Collected data entries:

╭──

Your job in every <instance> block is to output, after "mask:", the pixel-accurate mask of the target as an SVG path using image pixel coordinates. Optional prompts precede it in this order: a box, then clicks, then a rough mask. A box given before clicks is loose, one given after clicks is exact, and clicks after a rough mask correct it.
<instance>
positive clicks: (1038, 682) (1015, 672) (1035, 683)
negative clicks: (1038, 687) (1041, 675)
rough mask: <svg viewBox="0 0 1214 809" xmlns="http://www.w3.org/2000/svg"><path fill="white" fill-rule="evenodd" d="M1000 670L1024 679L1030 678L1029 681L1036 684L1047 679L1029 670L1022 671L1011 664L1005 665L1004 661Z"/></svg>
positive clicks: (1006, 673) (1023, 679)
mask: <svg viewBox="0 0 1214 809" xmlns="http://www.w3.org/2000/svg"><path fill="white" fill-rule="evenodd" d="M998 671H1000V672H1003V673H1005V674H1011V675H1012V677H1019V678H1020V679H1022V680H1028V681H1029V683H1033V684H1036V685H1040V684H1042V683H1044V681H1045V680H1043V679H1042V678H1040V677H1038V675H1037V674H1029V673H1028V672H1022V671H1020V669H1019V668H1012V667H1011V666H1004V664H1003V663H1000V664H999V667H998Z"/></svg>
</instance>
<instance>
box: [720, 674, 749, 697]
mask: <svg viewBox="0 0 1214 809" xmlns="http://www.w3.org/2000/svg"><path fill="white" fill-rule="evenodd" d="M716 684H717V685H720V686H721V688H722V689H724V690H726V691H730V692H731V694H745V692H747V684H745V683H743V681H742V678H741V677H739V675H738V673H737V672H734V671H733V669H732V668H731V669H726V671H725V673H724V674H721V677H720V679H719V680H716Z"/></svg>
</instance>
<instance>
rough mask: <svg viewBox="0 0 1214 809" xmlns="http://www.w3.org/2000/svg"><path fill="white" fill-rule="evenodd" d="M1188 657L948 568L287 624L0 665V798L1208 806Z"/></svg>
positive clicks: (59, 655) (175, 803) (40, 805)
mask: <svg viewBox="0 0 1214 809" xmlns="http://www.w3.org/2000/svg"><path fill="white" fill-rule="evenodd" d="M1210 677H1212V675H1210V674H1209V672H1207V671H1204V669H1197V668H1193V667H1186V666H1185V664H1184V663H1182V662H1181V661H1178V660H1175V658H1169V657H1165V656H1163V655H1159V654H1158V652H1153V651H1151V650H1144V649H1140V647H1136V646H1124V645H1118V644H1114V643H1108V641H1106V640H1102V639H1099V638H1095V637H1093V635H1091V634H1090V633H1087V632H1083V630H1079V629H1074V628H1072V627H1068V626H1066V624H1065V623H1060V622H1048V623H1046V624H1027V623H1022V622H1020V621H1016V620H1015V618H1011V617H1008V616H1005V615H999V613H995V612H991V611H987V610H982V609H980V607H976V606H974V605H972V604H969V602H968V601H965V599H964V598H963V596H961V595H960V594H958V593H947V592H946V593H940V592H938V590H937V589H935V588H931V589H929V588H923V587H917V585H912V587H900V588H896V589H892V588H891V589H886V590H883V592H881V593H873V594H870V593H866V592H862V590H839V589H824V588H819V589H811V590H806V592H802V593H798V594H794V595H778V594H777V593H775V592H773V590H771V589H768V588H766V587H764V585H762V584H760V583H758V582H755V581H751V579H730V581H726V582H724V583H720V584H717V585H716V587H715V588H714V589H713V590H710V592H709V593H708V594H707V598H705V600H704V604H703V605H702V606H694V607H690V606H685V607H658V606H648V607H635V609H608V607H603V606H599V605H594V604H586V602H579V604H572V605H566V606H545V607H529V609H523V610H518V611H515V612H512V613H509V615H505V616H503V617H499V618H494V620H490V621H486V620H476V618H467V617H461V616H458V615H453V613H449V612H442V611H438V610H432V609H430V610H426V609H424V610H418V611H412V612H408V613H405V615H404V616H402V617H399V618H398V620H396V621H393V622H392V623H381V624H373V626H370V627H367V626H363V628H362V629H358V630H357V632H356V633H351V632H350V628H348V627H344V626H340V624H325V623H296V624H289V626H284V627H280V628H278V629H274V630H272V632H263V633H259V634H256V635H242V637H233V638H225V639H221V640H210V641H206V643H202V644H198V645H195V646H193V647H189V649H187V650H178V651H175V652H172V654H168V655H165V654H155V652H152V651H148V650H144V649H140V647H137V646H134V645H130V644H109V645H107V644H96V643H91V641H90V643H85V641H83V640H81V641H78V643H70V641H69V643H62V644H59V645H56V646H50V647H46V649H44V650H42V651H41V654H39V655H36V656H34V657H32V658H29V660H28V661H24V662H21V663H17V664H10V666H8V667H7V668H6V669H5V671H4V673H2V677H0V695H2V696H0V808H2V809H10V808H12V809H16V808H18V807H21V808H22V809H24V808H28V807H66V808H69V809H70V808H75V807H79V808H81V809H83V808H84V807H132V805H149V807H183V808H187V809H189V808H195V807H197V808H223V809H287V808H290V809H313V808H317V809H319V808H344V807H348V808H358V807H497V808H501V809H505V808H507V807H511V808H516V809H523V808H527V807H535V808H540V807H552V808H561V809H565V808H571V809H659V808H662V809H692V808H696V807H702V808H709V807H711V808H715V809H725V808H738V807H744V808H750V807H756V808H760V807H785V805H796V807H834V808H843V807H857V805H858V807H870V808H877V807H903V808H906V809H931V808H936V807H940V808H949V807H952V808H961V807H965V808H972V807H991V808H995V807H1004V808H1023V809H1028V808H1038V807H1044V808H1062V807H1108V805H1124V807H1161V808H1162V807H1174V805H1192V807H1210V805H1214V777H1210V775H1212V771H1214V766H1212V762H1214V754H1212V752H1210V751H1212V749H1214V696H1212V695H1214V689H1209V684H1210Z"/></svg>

╰──

• **Work request**: Set down the entries above again, word for word.

• **Answer section**:
Your job in every <instance> block is to output, after "mask:", the pixel-accurate mask of the target as an SVG path using image pixel coordinates. Optional prompts precede it in this order: a box, then clicks, then a rough mask. A box given before clicks is loose, one given after clicks is exact, and clicks after a rough mask correct it.
<instance>
positive clicks: (1038, 682) (1015, 672) (1035, 683)
negative clicks: (1038, 687) (1041, 675)
rough mask: <svg viewBox="0 0 1214 809" xmlns="http://www.w3.org/2000/svg"><path fill="white" fill-rule="evenodd" d="M1000 670L1024 679L1030 678L1029 681L1036 684L1047 679L1029 670L1022 671L1011 664L1005 665L1004 661Z"/></svg>
positive clicks: (1006, 673) (1023, 679)
mask: <svg viewBox="0 0 1214 809" xmlns="http://www.w3.org/2000/svg"><path fill="white" fill-rule="evenodd" d="M998 671H1000V672H1003V673H1005V674H1011V675H1012V677H1019V678H1020V679H1022V680H1028V681H1029V683H1033V684H1036V685H1040V684H1042V683H1044V681H1045V680H1043V679H1042V678H1040V677H1038V675H1037V674H1029V673H1028V672H1022V671H1020V669H1019V668H1012V667H1011V666H1004V664H1003V663H1000V664H999V667H998Z"/></svg>
</instance>
<instance>
box: [720, 674, 749, 697]
mask: <svg viewBox="0 0 1214 809" xmlns="http://www.w3.org/2000/svg"><path fill="white" fill-rule="evenodd" d="M716 684H717V685H720V686H721V688H722V689H724V690H726V691H730V692H731V694H745V692H747V684H745V683H743V681H742V678H741V677H739V675H738V673H737V672H734V671H733V669H732V668H731V669H726V671H725V673H724V674H721V677H720V679H719V680H716Z"/></svg>
</instance>
<instance>
rough mask: <svg viewBox="0 0 1214 809" xmlns="http://www.w3.org/2000/svg"><path fill="white" fill-rule="evenodd" d="M1188 657L948 568L287 624L0 665V798L1208 806Z"/></svg>
positive clicks: (59, 655) (175, 803) (40, 805)
mask: <svg viewBox="0 0 1214 809" xmlns="http://www.w3.org/2000/svg"><path fill="white" fill-rule="evenodd" d="M1210 677H1212V675H1210V674H1209V672H1207V671H1204V669H1197V668H1193V667H1186V666H1185V664H1184V663H1182V662H1181V661H1178V660H1175V658H1169V657H1165V656H1163V655H1159V654H1158V652H1153V651H1151V650H1144V649H1140V647H1136V646H1124V645H1118V644H1114V643H1108V641H1106V640H1102V639H1099V638H1095V637H1093V635H1091V634H1090V633H1087V632H1083V630H1079V629H1074V628H1072V627H1068V626H1066V624H1065V623H1060V622H1048V623H1046V624H1027V623H1022V622H1020V621H1016V620H1015V618H1011V617H1008V616H1005V615H999V613H995V612H991V611H987V610H982V609H980V607H976V606H974V605H972V604H969V602H968V601H965V599H964V598H963V596H961V595H960V594H958V593H947V592H946V593H940V592H938V590H937V589H935V588H931V589H929V588H923V587H917V585H912V587H900V588H896V589H892V588H891V589H886V590H883V592H881V593H873V594H870V593H866V592H862V590H839V589H824V588H819V589H811V590H806V592H802V593H798V594H794V595H778V594H777V593H775V592H773V590H771V589H768V588H766V587H764V585H762V584H760V583H758V582H755V581H751V579H730V581H726V582H724V583H720V584H717V585H716V587H715V588H714V589H713V590H710V592H709V593H708V594H707V598H705V600H704V604H703V605H702V606H694V607H690V606H685V607H658V606H648V607H635V609H608V607H603V606H599V605H594V604H586V602H579V604H572V605H566V606H545V607H529V609H523V610H518V611H515V612H512V613H509V615H505V616H503V617H499V618H494V620H490V621H486V620H476V618H467V617H461V616H458V615H453V613H449V612H442V611H438V610H432V609H430V610H426V609H424V610H418V611H412V612H408V613H405V615H404V616H402V617H399V618H398V620H396V621H393V622H392V623H381V624H373V626H370V627H367V626H363V628H362V629H358V630H357V632H356V633H351V632H350V628H348V627H344V626H340V624H325V623H296V624H289V626H284V627H280V628H278V629H274V630H272V632H263V633H259V634H256V635H242V637H233V638H225V639H221V640H210V641H206V643H202V644H198V645H195V646H193V647H189V649H187V650H178V651H175V652H172V654H168V655H165V654H155V652H152V651H148V650H144V649H140V647H137V646H134V645H130V644H109V645H107V644H96V643H91V641H90V643H85V641H83V640H81V641H78V643H70V641H69V643H62V644H59V645H56V646H50V647H46V649H44V650H42V651H41V654H39V655H36V656H34V657H32V658H29V660H28V661H24V662H21V663H17V664H10V666H8V667H7V668H6V669H5V671H4V673H2V677H0V695H2V696H0V808H2V809H10V808H12V809H16V808H18V807H21V808H22V809H24V808H28V807H66V808H69V809H70V808H75V807H79V808H81V809H83V808H84V807H132V805H149V807H183V808H187V809H189V808H195V807H197V808H223V809H287V808H290V809H313V808H317V809H319V808H344V807H348V808H358V807H497V808H501V809H505V808H507V807H511V808H516V809H523V808H527V807H535V808H540V807H552V808H561V809H565V808H571V809H659V808H662V809H692V808H696V807H702V808H709V807H711V808H715V809H725V808H738V807H744V808H750V807H756V808H760V807H785V805H796V807H834V808H843V807H857V805H858V807H870V808H877V807H903V808H906V809H931V808H936V807H940V808H949V807H952V808H961V807H965V808H972V807H991V808H995V807H1004V808H1023V809H1028V808H1038V807H1044V808H1062V807H1108V805H1124V807H1161V808H1162V807H1174V805H1192V807H1210V805H1214V777H1210V775H1212V771H1214V766H1212V762H1214V754H1212V752H1210V751H1212V749H1214V696H1212V695H1214V689H1209V684H1210Z"/></svg>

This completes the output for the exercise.